Could you reproduce every record below exactly as written?

• [Input data]

______________________________

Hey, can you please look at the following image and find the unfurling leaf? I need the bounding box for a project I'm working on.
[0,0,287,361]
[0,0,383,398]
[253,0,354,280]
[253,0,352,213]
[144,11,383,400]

______________________________

• [Result of the exercise]
Hey, can you please look at the following image and find the unfurling leaf? I need the bounding box for a project I'm working on.
[0,0,287,361]
[0,0,383,398]
[253,0,354,280]
[253,0,352,213]
[144,11,383,400]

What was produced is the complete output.